DOCUMENT TEXT =>

++++++++++

Back to Sunday School
Some of my oldest, most favorite maxims on love come from the Sermon on the Mount: "Love thy neighbor as thyself....Do unto others as you would have them do unto you." But as much as I value these venerable, lodestar guidelines, in my usual manner, I questioned them. What is the best way to love my neighbor? What form would it take? What is the best way to love myself? What would that look like? And what would I have others do unto me?
I began reflecting on these questions when I was roughly 16 years old, and, at that same time, I was madly in love with the Jaguar XK-E. I thought no other car had its sleek, sophisticated lines, its sexy appearance. So, had someone gifted me an XK-E, that would have answered the question of what to "do unto me." Of course, no one gave me an XK-E, fortunately; had I been given one, I probably would have destroyed myself in it. This glaring caveat eventually led me to conclude that, certainly, there must be huge qualifiers connected to doing unto self and others that would demand considerations of age, experience, and maturity, along with any number of other situation-specific concerns. My questions continued to germinate.
The Buddha and the Self
The Buddha both complicated and enriched the meaning of love by reasoning that the quality of love offered to others hinges upon the quality of love one has for oneself. While this thinking greatly appeals to me, naturally, I'm still left with some unanswered questions, such as these: What is the self exactly? And whatever its form, how might it best be targeted with affection, an affection derived from the very self doing the loving? Also, how exactly is this self-directed affection generated? These seemed important questions since their answers, as per the Buddha, precondition the quality of love for oneself and others.

++++++++++

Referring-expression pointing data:
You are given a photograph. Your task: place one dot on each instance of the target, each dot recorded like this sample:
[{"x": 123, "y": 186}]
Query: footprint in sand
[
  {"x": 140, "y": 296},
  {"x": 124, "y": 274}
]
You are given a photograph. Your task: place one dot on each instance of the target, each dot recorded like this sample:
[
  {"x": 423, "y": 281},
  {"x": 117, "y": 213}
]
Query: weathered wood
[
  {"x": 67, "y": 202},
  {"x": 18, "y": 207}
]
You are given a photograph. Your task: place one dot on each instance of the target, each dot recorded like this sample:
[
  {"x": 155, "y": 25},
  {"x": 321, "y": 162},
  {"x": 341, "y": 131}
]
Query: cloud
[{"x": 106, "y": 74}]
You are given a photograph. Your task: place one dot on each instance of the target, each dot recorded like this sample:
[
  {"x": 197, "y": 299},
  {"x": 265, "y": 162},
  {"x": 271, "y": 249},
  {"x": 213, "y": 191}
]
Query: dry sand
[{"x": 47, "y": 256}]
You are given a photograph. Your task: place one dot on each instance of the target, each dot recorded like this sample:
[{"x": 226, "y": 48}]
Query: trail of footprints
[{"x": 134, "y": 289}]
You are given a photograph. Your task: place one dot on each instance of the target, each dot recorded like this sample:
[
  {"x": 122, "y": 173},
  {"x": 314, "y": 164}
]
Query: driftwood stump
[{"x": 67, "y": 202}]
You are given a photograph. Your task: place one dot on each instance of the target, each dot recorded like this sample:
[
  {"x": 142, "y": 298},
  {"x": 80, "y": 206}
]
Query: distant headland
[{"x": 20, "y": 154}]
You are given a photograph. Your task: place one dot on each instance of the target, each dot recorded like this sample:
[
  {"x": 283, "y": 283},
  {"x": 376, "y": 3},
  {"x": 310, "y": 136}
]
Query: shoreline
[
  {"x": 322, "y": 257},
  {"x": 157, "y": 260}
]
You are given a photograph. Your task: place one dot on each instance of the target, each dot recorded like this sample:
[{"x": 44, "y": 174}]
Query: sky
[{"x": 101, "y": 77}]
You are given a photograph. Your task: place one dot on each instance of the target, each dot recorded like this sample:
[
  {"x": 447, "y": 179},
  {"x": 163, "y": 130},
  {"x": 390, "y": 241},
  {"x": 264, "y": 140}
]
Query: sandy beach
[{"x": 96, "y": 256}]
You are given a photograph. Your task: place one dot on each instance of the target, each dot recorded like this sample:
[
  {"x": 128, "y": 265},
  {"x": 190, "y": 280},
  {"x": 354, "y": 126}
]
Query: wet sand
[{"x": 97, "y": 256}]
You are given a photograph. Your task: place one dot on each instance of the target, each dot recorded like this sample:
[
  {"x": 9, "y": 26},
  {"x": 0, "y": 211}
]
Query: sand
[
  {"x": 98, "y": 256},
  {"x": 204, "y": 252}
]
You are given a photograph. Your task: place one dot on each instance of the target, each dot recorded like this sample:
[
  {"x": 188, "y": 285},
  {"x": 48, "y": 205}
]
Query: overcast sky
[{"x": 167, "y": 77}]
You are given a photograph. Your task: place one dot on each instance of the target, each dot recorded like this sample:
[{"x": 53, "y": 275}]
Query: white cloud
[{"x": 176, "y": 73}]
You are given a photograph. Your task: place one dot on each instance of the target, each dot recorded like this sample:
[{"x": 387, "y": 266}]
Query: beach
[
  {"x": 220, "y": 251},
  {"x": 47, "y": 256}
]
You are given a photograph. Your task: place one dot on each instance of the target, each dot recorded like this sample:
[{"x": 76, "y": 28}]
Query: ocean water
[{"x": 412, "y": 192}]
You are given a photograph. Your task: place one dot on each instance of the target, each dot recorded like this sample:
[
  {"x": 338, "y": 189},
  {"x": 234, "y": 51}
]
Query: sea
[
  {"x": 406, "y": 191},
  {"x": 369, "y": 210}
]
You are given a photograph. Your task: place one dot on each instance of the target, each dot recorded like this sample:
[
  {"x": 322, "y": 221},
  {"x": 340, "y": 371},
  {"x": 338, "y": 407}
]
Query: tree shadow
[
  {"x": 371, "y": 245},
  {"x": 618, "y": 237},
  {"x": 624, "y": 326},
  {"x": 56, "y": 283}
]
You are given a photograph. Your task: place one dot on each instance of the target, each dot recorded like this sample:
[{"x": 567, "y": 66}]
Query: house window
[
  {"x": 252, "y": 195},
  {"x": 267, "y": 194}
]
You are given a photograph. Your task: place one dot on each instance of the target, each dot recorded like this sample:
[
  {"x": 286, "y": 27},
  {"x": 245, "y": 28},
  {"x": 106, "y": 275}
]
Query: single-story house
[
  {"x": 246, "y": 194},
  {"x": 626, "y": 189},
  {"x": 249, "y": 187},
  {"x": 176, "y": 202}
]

++++++++++

TASKS FOR THIS EXERCISE =>
1) In the passage on love, quote everything from "Back to Sunday" down to "do unto me?".
2) In the passage on love, which car was the writer madly in love with at roughly 16 years old?
3) Give what follows the last sentence of the passage on love.

RESULTS FOR EACH TASK =>
1)
Back to Sunday School
Some of my oldest, most favorite maxims on love come from the Sermon on the Mount: "Love thy neighbor as thyself....Do unto others as you would have them do unto you." But as much as I value these venerable, lodestar guidelines, in my usual manner, I questioned them. What is the best way to love my neighbor? What form would it take? What is the best way to love myself? What would that look like? And what would I have others do unto me?

2) The Jaguar XK-E.

3)
Up for Theoretical Grabs—A New GPS

To propose answers to these perplexing questions, I humbly but eagerly jumped into the theoretical fray—along with an old friend and fellow theorist—to develop interfacing theories of the self and love. In our reach for the scientific ideals of simplicity and elegance, we broadly define the self as a composite of circulating needs of varying types and magnitudes that vie for expression and/or gratification. We reason that one's ability to more fully define or identify their personal needs helps to construct a healthy sense of oneself, which, in turn, is key to promoting affection for oneself. Then, extending our reasoning, we assert the recognition of the legitimacy of one's basic needs "crowns" them with a positive status, which elevates the probability of proactively managing them. In skeletal summation, and applied in a relatively simple, stepwise fashion, identifying one's needs while recognizing their basic validity, then actively representing them, effectively addresses the quintessential questions about the nature of the self, as well as the specific steps by which to love oneself.
We've named this approach, "Need Management Therapy," and its goal is to provide a new GPS for learning self and other compassion, a precondition for successfully inhabiting love's intimate, complicated, but promising terrain. Questions anyone?
More to come.
References
Neff, K., (2011). Self-Compassion: The Proven Power of Being Kind to Yourself, New York, NY. William Morrow/Harper Collins Publishers
Johansen, R., T. Gaffaney, (2021). Need Management Therapy: A New Science of Love, Intimacy and Relationships, Blomington, IN. Archway Publishing from Simon & Schuster.